> **Exercise instructions**: Reproduce the entire listing word for word.

[Entries from a point annotation set]
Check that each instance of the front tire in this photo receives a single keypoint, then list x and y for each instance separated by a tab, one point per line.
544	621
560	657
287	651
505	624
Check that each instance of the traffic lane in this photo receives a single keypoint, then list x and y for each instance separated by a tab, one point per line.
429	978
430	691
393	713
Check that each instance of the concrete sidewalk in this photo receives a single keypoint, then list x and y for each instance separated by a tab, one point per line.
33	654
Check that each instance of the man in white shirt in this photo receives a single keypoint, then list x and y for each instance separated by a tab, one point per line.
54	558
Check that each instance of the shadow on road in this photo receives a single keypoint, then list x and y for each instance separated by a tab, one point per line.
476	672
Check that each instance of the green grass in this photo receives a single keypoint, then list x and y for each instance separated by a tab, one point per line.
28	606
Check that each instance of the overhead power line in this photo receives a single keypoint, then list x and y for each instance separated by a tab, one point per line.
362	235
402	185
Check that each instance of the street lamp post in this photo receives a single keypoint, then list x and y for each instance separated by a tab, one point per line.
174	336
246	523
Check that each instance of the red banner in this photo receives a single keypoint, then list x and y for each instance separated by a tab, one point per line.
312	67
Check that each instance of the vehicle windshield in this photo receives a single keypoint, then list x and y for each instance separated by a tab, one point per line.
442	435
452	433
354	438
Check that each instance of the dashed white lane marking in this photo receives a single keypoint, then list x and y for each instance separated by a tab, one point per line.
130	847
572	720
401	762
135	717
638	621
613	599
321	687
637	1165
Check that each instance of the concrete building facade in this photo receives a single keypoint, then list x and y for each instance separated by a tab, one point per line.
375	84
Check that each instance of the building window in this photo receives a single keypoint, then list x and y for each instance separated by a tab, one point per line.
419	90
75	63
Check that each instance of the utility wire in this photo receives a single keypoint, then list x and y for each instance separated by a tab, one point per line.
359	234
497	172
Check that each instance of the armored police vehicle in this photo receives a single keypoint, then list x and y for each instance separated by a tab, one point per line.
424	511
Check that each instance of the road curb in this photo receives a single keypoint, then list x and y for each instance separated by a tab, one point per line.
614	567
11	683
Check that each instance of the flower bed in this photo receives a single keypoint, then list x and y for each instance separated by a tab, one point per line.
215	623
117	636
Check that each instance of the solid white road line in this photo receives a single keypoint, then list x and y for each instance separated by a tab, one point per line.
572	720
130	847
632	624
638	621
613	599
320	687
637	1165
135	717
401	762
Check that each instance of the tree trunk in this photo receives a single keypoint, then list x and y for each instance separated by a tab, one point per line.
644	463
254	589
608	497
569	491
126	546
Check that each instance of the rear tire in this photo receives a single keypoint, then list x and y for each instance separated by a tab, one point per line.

> **Exercise response**:
Check that each instance of the front tire in this photo receives a single keypoint, then list x and y for each instance separated by a tab, one point per line.
544	621
560	657
287	651
505	624
Check that each instance of the traffic lane in this photo receives a single keypoint, then list x and y for each instance separated by a tab, one point per line.
429	978
430	691
393	713
Check that each instance of the concrete sidewalk in this photo receives a single keypoint, then list x and y for each instance separated by a tab, one point per line.
33	654
Check that each instance of the man in white shirt in this photo receives a single keypoint, then list x and y for each instance separated by a tab, one point per line.
54	558
Check that each instance of the shadow on road in this photo receives a single keypoint, then list x and y for each instance separated by a tab, one point per line.
476	672
Check that each instance of the green grass in this photo receives a single keypoint, then list x and y for each instance separated by a tab, one point per line.
28	606
Check that each instance of the overhead power line in this photo receives a single keypoint, then list x and y for each instance separated by a tab, one point per line.
362	235
402	185
Check that each instance of the street lamp post in this photo receives a single keypoint, then list x and y for each instance separated by a tab, one point per line.
174	336
246	523
Check that each instance of the red banner in this photo receives a single keypoint, then list x and y for each instance separated by a tab, one point per line.
312	67
Check that each instance of the vehicle windshield in this photo receives a single keypoint, then list x and y for each instance separated by a tab, one point per line.
442	435
452	433
354	438
Check that each instance of the dashed white lane marking in this photo receives a single keypoint, then list x and y for each instance separated by a tab, one point per line.
130	847
572	720
401	762
135	717
638	621
613	599
321	687
637	1165
Check that each instance of the concrete building facade in this photo receives a single keypoint, then list x and y for each instance separated by a tab, one point per line.
375	84
Check that each instance of the building window in this photo receives a single keypoint, then list x and y for each instance separated by a tab, one point per line.
419	90
75	63
Check that each instance of the utility wire in this photo receives a single keypoint, then list x and y for each instance separated by a tab, one point per line.
359	234
497	172
Check that each instance of the armored police vehicle in this photo receives a single keypoint, then list x and y for each instance separated by a tab, one point per line.
424	511
Check that each instance of the road curb in this photo receives a single keypoint, then list x and y for each instance separated by a tab, one point per line.
614	567
11	683
Check that each instance of the flower bed in this photo receives a single keypoint, then list x and y for each instance separated by a tab, one point per line.
215	623
117	636
Check that each instance of the solid white road line in this photo receives a single keypoint, then list x and y for each instance separated by a tab, one point per line.
572	720
130	847
632	624
638	621
613	599
320	687
637	1165
135	717
401	762
Check that each instance of the tree trunk in this photo receives a single keypoint, then list x and y for each instance separated by a tab, one point per line.
644	463
254	589
608	497
569	491
126	546
Check that each instance of the rear tire in this photo receives a single keypoint, then list x and y for each instance separated by a tab, one point per line.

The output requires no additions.